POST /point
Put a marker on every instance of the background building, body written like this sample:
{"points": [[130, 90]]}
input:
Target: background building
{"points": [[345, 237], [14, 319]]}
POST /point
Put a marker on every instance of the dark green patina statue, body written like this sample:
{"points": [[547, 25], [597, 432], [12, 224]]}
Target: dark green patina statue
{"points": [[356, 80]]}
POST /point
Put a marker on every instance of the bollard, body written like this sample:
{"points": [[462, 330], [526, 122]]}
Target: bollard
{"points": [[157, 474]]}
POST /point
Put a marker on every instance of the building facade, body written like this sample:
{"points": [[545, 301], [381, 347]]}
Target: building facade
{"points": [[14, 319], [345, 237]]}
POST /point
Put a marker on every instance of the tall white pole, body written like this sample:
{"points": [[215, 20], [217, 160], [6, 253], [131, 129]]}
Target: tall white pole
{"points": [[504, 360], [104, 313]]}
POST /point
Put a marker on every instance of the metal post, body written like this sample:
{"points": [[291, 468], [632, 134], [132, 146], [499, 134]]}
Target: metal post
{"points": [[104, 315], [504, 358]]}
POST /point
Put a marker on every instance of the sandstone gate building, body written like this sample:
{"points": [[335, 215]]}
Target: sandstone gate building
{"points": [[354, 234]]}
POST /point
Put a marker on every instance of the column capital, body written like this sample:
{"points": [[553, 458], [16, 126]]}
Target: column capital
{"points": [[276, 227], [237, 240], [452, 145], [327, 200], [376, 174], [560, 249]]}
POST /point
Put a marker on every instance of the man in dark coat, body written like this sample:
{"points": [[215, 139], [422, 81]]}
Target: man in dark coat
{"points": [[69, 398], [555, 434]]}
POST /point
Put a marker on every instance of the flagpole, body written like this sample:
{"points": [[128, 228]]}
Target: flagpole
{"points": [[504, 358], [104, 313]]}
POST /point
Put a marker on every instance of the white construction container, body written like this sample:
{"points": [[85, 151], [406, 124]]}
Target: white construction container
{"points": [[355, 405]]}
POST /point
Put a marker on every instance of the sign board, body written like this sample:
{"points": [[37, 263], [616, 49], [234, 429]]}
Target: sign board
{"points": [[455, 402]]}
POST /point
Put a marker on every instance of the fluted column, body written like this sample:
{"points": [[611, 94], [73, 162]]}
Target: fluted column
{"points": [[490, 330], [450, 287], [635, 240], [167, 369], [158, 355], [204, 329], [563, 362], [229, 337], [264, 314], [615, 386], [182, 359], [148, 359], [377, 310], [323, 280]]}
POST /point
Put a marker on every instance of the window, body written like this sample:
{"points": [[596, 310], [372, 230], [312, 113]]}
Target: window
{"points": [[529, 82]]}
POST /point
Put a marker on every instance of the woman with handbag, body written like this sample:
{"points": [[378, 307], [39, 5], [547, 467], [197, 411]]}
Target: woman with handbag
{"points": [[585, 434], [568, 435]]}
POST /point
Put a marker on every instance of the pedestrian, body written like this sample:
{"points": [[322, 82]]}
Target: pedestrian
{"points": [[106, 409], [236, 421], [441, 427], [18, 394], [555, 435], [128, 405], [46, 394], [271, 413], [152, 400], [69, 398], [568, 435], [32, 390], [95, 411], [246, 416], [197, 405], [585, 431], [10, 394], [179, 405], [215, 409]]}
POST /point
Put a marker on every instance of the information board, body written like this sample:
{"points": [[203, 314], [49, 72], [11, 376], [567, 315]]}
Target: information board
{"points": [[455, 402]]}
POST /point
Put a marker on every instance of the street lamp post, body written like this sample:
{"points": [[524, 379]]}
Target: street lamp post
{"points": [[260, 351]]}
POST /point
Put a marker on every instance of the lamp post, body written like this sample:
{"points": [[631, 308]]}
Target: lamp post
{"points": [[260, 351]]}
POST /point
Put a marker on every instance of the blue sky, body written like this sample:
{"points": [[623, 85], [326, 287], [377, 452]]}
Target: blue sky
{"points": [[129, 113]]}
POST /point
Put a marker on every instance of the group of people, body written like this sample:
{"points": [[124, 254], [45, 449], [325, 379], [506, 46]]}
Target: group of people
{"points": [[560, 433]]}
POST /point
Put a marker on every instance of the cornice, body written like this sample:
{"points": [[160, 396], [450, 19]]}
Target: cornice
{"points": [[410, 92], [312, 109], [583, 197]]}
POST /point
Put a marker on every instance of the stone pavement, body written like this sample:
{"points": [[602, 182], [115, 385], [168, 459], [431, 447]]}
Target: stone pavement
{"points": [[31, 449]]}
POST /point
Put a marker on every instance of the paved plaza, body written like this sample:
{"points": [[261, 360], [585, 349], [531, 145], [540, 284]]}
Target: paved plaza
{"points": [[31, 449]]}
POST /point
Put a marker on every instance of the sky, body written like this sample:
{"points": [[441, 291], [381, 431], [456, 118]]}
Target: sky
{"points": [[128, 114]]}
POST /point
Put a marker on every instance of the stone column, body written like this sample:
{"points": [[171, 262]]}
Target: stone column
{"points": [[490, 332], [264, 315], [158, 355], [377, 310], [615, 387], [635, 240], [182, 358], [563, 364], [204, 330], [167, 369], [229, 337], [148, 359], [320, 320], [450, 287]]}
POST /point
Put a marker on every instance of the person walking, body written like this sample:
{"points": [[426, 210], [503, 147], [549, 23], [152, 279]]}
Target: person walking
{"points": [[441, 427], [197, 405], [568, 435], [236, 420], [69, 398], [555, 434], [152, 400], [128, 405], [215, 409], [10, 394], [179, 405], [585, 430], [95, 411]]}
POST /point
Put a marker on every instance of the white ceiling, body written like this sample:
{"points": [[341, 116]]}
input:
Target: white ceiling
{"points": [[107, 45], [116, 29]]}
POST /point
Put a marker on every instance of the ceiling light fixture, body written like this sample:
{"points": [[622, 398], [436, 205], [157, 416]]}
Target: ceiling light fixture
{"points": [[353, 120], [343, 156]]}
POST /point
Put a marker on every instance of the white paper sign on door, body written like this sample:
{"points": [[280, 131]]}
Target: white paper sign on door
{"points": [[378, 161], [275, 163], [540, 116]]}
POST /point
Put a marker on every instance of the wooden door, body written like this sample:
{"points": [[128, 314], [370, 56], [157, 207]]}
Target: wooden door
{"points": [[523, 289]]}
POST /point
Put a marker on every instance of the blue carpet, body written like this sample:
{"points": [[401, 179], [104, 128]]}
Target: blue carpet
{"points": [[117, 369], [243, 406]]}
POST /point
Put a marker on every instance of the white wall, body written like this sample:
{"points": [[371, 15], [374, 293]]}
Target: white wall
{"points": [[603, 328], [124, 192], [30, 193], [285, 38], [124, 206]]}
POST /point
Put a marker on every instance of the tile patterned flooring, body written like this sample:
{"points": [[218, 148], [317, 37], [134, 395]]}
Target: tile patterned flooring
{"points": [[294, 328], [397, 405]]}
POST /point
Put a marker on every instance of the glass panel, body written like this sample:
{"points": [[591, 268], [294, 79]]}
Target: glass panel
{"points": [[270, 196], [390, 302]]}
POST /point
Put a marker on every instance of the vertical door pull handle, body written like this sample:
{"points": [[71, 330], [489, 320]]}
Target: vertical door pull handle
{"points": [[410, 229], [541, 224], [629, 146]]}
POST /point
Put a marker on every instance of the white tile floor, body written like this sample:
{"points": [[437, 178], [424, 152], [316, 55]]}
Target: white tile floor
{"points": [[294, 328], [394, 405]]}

· · · · ·

• Directions for this task:
Word for word, copy out all the data given above.

• Your solution:
POST /point
Put a marker on every instance of the background building, body written like this sample:
{"points": [[130, 90]]}
input:
Target: background building
{"points": [[345, 237], [14, 319]]}
POST /point
Put a marker on every instance of the dark green patina statue, body written like this sample:
{"points": [[547, 25], [597, 432], [12, 224]]}
Target: dark green patina statue
{"points": [[356, 80]]}
POST /point
Put a marker on every instance of the bollard, body written like this sample:
{"points": [[462, 330], [526, 122]]}
Target: bollard
{"points": [[157, 474]]}
POST /point
Put a marker on every instance of the building facade, body written like this sample:
{"points": [[545, 301], [381, 347]]}
Target: building facade
{"points": [[14, 319], [345, 237]]}
POST /point
Put a marker on every instance of the tall white pole, body written like this sample:
{"points": [[215, 20], [217, 160], [6, 253], [131, 129]]}
Target: tall white pole
{"points": [[504, 360], [104, 313]]}
POST /point
Put a marker on every instance of the metal post, body written like this sample:
{"points": [[291, 468], [632, 134], [132, 146], [499, 134]]}
Target: metal post
{"points": [[104, 315], [504, 358]]}
POST /point
Put a marker on every instance of the sandstone gate building, body written like this sample:
{"points": [[335, 215]]}
Target: sandstone gate building
{"points": [[354, 234]]}
POST /point
Put a marker on every instance of the column capital, body written like this sample:
{"points": [[553, 458], [16, 126]]}
Target: column capital
{"points": [[276, 227], [237, 240], [452, 145], [327, 200], [376, 174], [560, 249]]}
POST /point
Put a marker on every instance of the man in dark coat, body written like this sample:
{"points": [[215, 139], [422, 81]]}
Target: man in dark coat
{"points": [[69, 398], [555, 434]]}
POST /point
Put a marker on every instance of the flagpole, body written like this sample:
{"points": [[128, 228]]}
Target: flagpole
{"points": [[504, 358], [104, 313]]}
POST /point
Put a marker on every instance of the white construction container, body written like this sample:
{"points": [[85, 151], [406, 124]]}
Target: white construction container
{"points": [[355, 405]]}
POST /point
Put a marker on every instance of the sign board, body written like this sample:
{"points": [[37, 263], [616, 49], [234, 429]]}
Target: sign board
{"points": [[455, 402]]}
POST /point
Put a marker on every instance of the fluted column, body written like this sample:
{"points": [[611, 94], [73, 162]]}
Target: fluted column
{"points": [[490, 330], [450, 287], [635, 240], [167, 369], [158, 355], [204, 329], [563, 362], [229, 337], [264, 314], [615, 386], [182, 359], [148, 359], [377, 310], [323, 280]]}
POST /point
Put a marker on every instance of the window, body written like this sample:
{"points": [[596, 310], [372, 230], [312, 113]]}
Target: window
{"points": [[529, 82]]}
POST /point
Put a marker on every instance of the woman with handbag, body written like this sample:
{"points": [[378, 307], [39, 5], [547, 467], [197, 411]]}
Target: woman with handbag
{"points": [[585, 434], [568, 435]]}
POST /point
Put a marker on every instance of the pedestrian, body written like this sample:
{"points": [[322, 82]]}
Target: pedestrian
{"points": [[106, 409], [236, 421], [441, 427], [18, 394], [555, 435], [128, 405], [46, 394], [271, 413], [152, 400], [69, 398], [568, 435], [32, 390], [95, 411], [246, 416], [197, 405], [585, 431], [10, 394], [179, 405], [215, 409]]}
POST /point
Put a marker on every instance of the information board, body written like this sample:
{"points": [[203, 314], [49, 72], [11, 376], [567, 315]]}
Target: information board
{"points": [[455, 402]]}
POST /point
Put a marker on every instance of the street lamp post, body written like this sample:
{"points": [[524, 379]]}
Target: street lamp post
{"points": [[260, 351]]}
POST /point
Put a marker on every instance of the lamp post, body written like this sample:
{"points": [[631, 308]]}
Target: lamp post
{"points": [[260, 351]]}
POST /point
Put a marker on every instance of the blue sky, body written like this sample:
{"points": [[623, 85], [326, 287], [377, 452]]}
Target: blue sky
{"points": [[129, 113]]}
POST /point
Put a marker on every instance of the group of people, body written like this sample:
{"points": [[124, 254], [45, 449], [325, 379], [506, 46]]}
Target: group of people
{"points": [[560, 433]]}
POST /point
Put a marker on every instance of the cornice, body written like this sample:
{"points": [[160, 396], [450, 19]]}
Target: cornice
{"points": [[410, 92], [312, 109], [583, 197]]}
POST /point
Put a marker on every instance of the stone pavement, body written like this sample:
{"points": [[602, 182], [115, 385], [168, 459], [431, 447]]}
Target: stone pavement
{"points": [[31, 449]]}
POST /point
Put a marker on every instance of the paved plaza, body written like this sample:
{"points": [[261, 360], [585, 349], [531, 145], [540, 284]]}
Target: paved plaza
{"points": [[31, 449]]}
POST /point
Put a marker on every instance of the sky, body written like this sample:
{"points": [[441, 291], [381, 431], [456, 118]]}
Target: sky
{"points": [[128, 114]]}
POST /point
Put a marker on every instance of the stone column, body written like this sample:
{"points": [[171, 262]]}
Target: stone column
{"points": [[490, 332], [264, 315], [158, 355], [377, 310], [615, 387], [635, 240], [182, 358], [563, 364], [204, 330], [167, 369], [229, 337], [148, 359], [320, 320], [450, 287]]}
POST /point
Put a marker on every instance of the person walking, body written like this sample:
{"points": [[426, 210], [503, 147], [549, 23], [152, 279]]}
Target: person walking
{"points": [[441, 427], [197, 405], [568, 435], [236, 420], [69, 398], [555, 434], [152, 400], [128, 405], [215, 409], [10, 394], [179, 405], [585, 430], [95, 411]]}
POST /point
Put a marker on every instance of the white ceiling, body written like this sample:
{"points": [[341, 116]]}
input:
Target: white ceiling
{"points": [[107, 45], [116, 29]]}
POST /point
Put a marker on every instance of the ceiling light fixture, body written like this sample:
{"points": [[622, 398], [436, 205], [157, 416]]}
Target: ceiling light fixture
{"points": [[353, 120], [343, 156]]}
POST /point
Put a marker on every instance of the white paper sign on door, body written like this sample:
{"points": [[280, 131]]}
Target: white paper sign on door
{"points": [[378, 161], [275, 163], [540, 116]]}
POST /point
Put a marker on every instance of the wooden door, body written like this sample:
{"points": [[128, 314], [370, 56], [157, 207]]}
Target: wooden door
{"points": [[523, 289]]}
POST /point
Put a marker on every instance of the blue carpet, body written like this sample:
{"points": [[401, 179], [104, 128]]}
Target: blue carpet
{"points": [[117, 369], [243, 406]]}
POST /point
Put a marker on every instance of the white wall, body written like this sample:
{"points": [[371, 15], [374, 293]]}
Target: white wall
{"points": [[603, 328], [124, 192], [30, 193], [285, 38], [124, 206]]}
POST /point
Put a marker on every instance of the tile patterned flooring, body written like this sample:
{"points": [[218, 148], [317, 37], [134, 395]]}
Target: tile patterned flooring
{"points": [[294, 328], [397, 405]]}
POST /point
Put a marker on every instance of the glass panel, body written like this sample:
{"points": [[591, 268], [294, 79]]}
Target: glass panel
{"points": [[270, 196], [390, 302]]}
POST /point
Put a marker on every instance of the vertical door pull handle, body written like this sample:
{"points": [[71, 330], [489, 320]]}
Target: vertical door pull handle
{"points": [[410, 229], [541, 224], [629, 146]]}
POST /point
Put a marker on every instance of the white tile floor, body written like this sample:
{"points": [[437, 178], [424, 152], [316, 55]]}
Target: white tile floor
{"points": [[294, 328], [394, 405]]}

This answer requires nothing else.